Bristol-based battery tech startup Anaphite has raised £1.4m to boost its mission to decarbonise electric vehicle (EV) battery production by accelerating the industry’s shift to dry electrode coating.
The sum is a combination of £700,000 in grant funding from the Innovate UK Investor Partnerships: Clean Energy and Climate Technologies competition, plus £700,000 of aligned investment from climate-focused venture capital funds Elbow Beach and World Fund.
With the series A follow-on funding, Anaphite will expand its Dry Coating Precursor (DCP) technology platform that is used to engineer homogenous dry composite powders for the dry coating of NMC cathodes. This enables the high-throughput, high-yield production of dry coated LFP cathodes and graphite anodes.
Manufacturing LFP cathodes is more than twice as energy intensive per kWh of battery cells produced than for NMC cathodes featuring a medium-to-high nickel content.
Anaphite sees optimising the material mixing and electrode coating processes – which account for 30-40% of total cell manufacturing energy and cost – as a clear route to transformational cost and carbon footprint savings for battery cell makers and electric vehicle manufacturers (OEMs).
“We’re thrilled to have secured this grant support from Innovate UK and the matching investment from Elbow Beach, World Fund and other Anaphite investors,” says Joe Stevenson, CEO at Anaphite.

**Dataset**
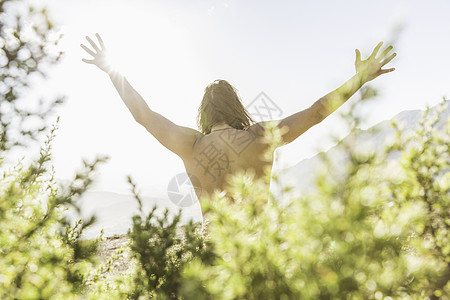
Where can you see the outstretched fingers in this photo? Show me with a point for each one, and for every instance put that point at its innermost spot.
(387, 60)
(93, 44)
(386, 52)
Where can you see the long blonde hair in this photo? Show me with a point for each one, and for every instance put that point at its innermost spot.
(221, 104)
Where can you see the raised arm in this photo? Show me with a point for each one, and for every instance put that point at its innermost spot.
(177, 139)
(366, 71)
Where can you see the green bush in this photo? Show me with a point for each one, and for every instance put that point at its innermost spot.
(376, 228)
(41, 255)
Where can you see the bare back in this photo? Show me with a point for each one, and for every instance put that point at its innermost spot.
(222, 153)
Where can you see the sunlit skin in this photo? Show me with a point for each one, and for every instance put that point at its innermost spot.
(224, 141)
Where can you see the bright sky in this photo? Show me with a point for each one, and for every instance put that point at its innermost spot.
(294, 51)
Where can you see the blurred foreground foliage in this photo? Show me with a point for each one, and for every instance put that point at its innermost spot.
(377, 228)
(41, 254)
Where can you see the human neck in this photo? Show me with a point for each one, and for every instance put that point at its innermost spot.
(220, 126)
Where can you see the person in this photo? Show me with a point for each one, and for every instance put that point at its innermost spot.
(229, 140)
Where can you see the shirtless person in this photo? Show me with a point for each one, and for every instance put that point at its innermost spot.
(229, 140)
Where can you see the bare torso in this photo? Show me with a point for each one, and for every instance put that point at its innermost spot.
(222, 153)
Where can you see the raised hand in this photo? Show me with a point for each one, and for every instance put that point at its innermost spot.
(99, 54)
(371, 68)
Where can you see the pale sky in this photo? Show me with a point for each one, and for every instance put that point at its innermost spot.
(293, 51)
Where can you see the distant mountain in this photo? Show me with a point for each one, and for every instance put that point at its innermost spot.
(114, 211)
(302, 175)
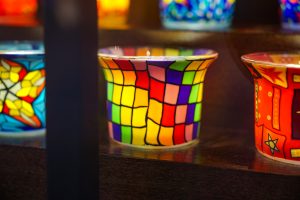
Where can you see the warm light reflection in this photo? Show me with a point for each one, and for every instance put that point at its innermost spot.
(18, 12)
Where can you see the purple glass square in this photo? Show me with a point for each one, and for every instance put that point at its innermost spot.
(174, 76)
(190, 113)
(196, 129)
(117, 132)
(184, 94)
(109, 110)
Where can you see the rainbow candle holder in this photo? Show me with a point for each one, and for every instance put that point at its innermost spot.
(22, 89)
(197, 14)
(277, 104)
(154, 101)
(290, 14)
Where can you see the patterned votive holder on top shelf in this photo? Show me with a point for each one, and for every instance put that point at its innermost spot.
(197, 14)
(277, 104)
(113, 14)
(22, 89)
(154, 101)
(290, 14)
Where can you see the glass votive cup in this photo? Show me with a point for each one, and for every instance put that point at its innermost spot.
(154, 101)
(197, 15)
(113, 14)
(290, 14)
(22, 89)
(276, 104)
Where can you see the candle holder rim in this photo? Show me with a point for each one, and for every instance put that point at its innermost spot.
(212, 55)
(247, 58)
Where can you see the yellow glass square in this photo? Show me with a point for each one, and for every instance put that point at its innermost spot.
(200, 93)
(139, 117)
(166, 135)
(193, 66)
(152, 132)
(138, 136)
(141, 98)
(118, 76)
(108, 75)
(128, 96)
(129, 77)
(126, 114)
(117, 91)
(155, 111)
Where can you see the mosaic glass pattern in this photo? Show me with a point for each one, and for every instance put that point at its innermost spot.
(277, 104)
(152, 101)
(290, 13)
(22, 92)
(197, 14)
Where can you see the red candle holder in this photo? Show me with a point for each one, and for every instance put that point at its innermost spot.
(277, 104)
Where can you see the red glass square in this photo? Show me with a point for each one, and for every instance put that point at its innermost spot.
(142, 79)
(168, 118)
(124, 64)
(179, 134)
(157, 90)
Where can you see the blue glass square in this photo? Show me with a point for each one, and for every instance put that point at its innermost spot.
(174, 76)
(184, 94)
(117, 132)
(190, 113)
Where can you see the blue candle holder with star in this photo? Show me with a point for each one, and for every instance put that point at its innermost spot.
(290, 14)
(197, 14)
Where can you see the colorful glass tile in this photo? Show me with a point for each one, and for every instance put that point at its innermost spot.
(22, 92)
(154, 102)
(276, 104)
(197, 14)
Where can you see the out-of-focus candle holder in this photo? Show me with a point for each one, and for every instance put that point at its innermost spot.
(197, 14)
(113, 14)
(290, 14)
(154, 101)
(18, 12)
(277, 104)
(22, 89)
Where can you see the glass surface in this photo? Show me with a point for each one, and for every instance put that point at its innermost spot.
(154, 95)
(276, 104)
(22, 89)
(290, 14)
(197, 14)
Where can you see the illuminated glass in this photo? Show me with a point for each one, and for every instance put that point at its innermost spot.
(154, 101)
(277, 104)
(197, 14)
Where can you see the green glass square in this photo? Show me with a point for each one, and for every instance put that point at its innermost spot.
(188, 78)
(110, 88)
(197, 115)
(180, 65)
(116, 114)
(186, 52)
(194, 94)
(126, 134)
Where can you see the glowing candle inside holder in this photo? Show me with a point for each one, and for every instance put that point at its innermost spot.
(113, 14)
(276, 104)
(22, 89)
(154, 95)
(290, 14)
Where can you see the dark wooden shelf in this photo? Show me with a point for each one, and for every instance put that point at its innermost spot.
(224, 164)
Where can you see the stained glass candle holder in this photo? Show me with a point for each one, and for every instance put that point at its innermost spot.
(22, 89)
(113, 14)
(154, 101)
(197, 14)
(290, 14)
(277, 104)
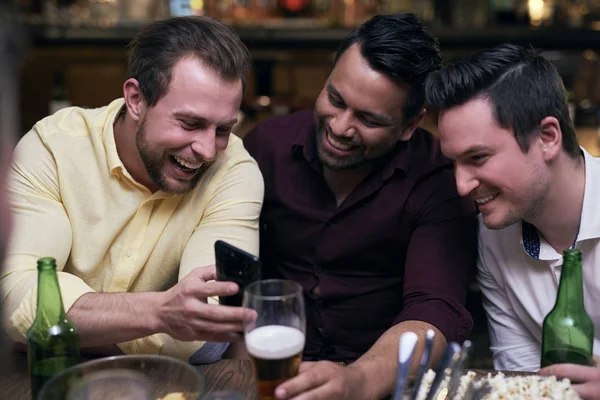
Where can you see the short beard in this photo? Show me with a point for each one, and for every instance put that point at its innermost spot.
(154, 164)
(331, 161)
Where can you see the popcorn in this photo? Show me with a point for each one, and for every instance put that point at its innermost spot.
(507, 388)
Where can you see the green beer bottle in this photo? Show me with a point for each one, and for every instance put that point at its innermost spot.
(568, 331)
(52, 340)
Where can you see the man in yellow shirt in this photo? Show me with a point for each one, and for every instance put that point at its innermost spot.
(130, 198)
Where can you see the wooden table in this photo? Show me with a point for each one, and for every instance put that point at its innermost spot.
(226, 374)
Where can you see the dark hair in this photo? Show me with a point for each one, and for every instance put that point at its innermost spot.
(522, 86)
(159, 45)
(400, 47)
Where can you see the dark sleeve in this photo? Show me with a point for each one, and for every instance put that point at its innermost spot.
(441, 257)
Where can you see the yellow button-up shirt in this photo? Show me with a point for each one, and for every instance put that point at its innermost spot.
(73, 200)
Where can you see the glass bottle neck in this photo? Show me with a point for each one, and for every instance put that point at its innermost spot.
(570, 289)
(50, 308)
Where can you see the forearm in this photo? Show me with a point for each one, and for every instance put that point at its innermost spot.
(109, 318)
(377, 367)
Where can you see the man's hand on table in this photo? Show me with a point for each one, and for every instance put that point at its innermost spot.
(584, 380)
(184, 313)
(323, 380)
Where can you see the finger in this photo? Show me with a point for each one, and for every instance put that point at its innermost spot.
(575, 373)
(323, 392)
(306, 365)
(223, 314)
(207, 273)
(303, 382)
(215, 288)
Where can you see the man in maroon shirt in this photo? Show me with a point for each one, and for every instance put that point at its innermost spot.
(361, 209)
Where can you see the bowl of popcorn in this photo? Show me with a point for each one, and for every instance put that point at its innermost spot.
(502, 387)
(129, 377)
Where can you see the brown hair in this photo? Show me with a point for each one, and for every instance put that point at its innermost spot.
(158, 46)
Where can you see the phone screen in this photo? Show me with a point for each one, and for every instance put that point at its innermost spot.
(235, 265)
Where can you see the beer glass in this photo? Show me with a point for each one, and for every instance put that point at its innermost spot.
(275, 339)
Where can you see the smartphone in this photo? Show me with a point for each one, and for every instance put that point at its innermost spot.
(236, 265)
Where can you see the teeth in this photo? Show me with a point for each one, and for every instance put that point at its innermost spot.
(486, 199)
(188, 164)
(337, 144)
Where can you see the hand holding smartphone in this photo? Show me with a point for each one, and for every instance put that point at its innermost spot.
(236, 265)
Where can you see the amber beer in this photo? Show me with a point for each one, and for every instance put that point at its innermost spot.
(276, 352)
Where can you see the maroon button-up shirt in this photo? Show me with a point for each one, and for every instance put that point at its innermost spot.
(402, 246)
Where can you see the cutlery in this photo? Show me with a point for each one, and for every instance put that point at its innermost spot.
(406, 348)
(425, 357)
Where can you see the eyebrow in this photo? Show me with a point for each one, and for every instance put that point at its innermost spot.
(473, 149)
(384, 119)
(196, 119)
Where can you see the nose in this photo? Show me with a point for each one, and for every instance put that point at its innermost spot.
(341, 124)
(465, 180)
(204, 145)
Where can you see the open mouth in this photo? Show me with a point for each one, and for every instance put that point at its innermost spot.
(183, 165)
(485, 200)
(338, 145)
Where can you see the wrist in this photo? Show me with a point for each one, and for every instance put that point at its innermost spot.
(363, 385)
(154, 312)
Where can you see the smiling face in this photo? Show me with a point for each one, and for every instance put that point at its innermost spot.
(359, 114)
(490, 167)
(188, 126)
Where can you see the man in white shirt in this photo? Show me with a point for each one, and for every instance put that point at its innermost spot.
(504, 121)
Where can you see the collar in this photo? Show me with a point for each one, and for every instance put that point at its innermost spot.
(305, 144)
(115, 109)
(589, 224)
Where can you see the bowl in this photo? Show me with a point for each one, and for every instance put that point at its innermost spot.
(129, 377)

---

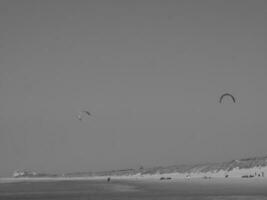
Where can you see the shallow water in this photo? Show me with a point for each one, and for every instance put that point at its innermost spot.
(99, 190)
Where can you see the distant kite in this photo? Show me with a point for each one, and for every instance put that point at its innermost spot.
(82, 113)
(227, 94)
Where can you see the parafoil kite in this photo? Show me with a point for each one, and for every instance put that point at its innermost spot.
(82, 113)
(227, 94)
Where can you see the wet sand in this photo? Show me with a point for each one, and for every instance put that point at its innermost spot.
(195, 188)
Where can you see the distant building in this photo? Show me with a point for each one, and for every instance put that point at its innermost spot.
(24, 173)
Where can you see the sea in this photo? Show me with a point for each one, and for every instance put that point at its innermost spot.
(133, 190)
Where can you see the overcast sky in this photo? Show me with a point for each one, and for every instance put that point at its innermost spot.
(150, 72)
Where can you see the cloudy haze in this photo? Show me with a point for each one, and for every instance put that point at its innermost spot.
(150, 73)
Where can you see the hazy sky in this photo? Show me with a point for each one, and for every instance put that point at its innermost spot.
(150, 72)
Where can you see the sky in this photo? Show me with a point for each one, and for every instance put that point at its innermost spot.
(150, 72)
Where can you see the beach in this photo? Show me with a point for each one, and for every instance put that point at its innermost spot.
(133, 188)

**Activities**
1. In the article on Anaphite's funding, what share of total cell manufacturing energy and cost is attributed to the material mixing and electrode coating processes?
2. Summarize the article on Anaphite's funding in two sentences.
3. Carry on the article about Anaphite's funding from the point at which it ends.

**Your responses**
1. They account for 30-40% of total cell manufacturing energy and cost.

2. Bristol-based battery technology startup Anaphite has raised £1.4m to advance the EV battery industry's shift to dry electrode coating. The sum combines £700,000 in Innovate UK grant funding with £700,000 of aligned investment from the climate-focused venture capital funds Elbow Beach and World Fund, and it will be used to expand the company's Dry Coating Precursor technology platform.

3.
“This enables us to attack one of the toughest technical challenges in dry coating – successfully manufacturing LFP electrodes. Once achieved at scale, it will be enormously valuable to the industry.”
With batteries and the automotive industry highlighted as priority areas in the UK government’s Advanced Manufacturing Plan, this project will support the UK’s Industrial Strategy and drive further growth of a strategically important technology for global OEMs.
“Anaphite’s technology is broadly applicable across next-generation and established battery technologies alike,” says Craig Douglas, partner at World Fund. “This investment will enable the company to significantly expand its commercial capabilities, accelerating the scale-up of its manufacturing processes and driving down manufacturing costs for the global battery industry.”